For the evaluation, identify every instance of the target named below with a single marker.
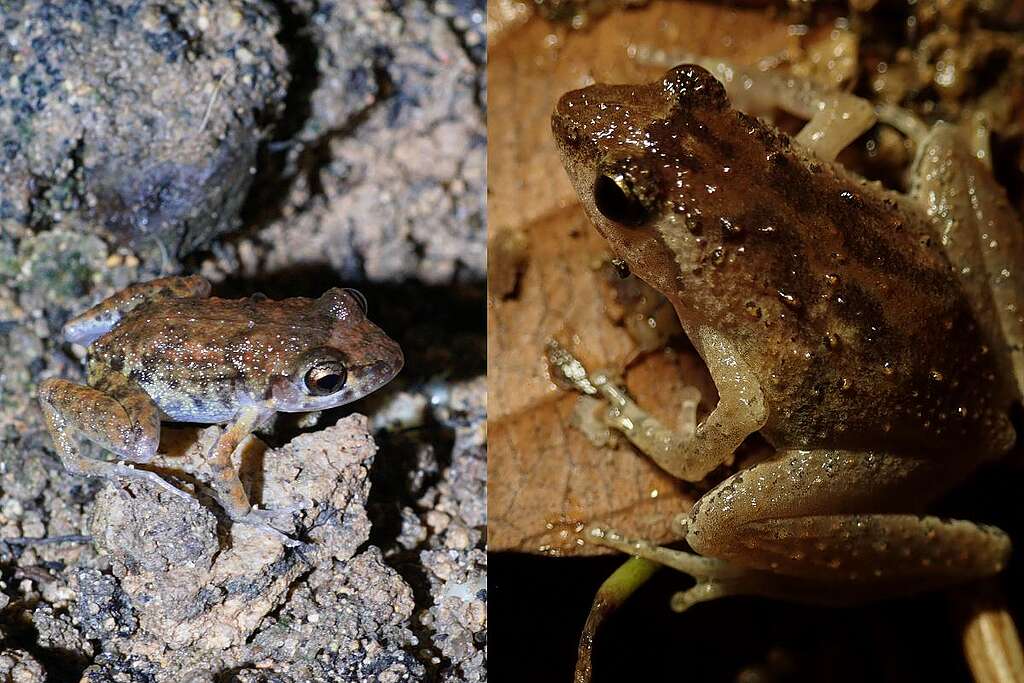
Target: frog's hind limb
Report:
(117, 415)
(798, 527)
(695, 450)
(94, 323)
(835, 119)
(979, 230)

● DIRECTIONS: Please rescale the lines above: write them all out again, requests included, with each coordinate in the answers multiplied by 1.05 and rounded to a whole number, halves rounding up. Leave out the pictures.

● EXERCISE OUTPUT:
For the evaluation, identify every instance of the target named below with a single marker.
Target: frog's hind limb
Report:
(123, 436)
(838, 553)
(730, 473)
(99, 339)
(877, 125)
(1028, 242)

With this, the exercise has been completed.